_Consegna dell'esercizio A_: Secondo il brano di lettura, quale romanzo valse a Carlo Sgorlon il Premio Strega nel 1985?

_Brano di lettura_:
────────────────────

Il filo di seta di Carlo Sgorlon, Piemme

UN'INCANTATA ODISSEA MEDIEVALE TRA FEDE E AVVENTURA


Che Carlo Sgorlon abbia tratto materia per il suo nuovo romanzo, Il filo di seta - uscito per i tipi di Piemme - dai Commentari di Odorico da Pordenone è un fatto certo, ma, senza la creatività dello scrittore, il De rebus incognitis sarebbe rimasto un testo scritto in latino medievale, noto solo agli addetti ai lavori. Rivisitandolo e trasfigurandolo con il suo abile apporto, lo scrittore friulano - conosciuto soprattutto per Il trono di legno (Supercampiello '73), La conchiglia di Anataj (Supercampiello 1983) e L'armata dei fiumi perduti (Premio Strega 1985) -, con una tecnica che sarebbe piaciuta a Maria Bellonci e a Fulvio Tomizza - maestri nel coniugare rigore storico con immaginazione artistica -, ci offre un mix di tessere vere e verosimili, tali da costruire un suggestivo mosaico.
Il tono di favola, che permea tutta la narrazione, è acutamente sottolineato anche nella copertina di Alfred Drago con quella fascia dorata, dal sapore magico, su cui vivono figure stilizzate.
Sgorlon ci narra la storia di un emulo di Marco Polo, del frate Odorico da Pordenone che fu un singolare "viaggiatore di Dio", creando un piacevole preambolo storico-sociale, presentandoci la Villanova di Pordenone nell'anno Domini 1265, popolata da solo duecento abitanti, contadini che "lavoravano i campi dei feudatari; gli altri erano artigiani o soldati". L'autore ricrea l'atmosfera dei soprusi del tempo, ci descrive l'indomito Franz - padre del piccolo Odorico - che deve fuggire e abbandonare la famiglia, dopo aver ferito un signorotto che insidiava la moglie, la bella e saggia Viola che - dopo qualche anno di vedovanza - si unirà in nuove nozze con Štefan, padre eccellente per il giovane orfano.

────────────────────

Record di annotazione della posizione
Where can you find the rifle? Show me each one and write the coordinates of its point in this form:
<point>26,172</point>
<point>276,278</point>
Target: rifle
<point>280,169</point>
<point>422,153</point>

────────────────────

_Consegna dell'esercizio B_: Formatta tutte le righe dei record come una lista JSON di stringhe, una stringa per riga, tralasciando le righe vuote.

_Soluzione A_: L'armata dei fiumi perduti.

_Soluzione B_:
[
  "Where can you find the rifle? Show me each one and write the coordinates of its point in this form:",
  "<point>26,172</point>",
  "<point>276,278</point>",
  "Target: rifle",
  "<point>280,169</point>",
  "<point>422,153</point>"
]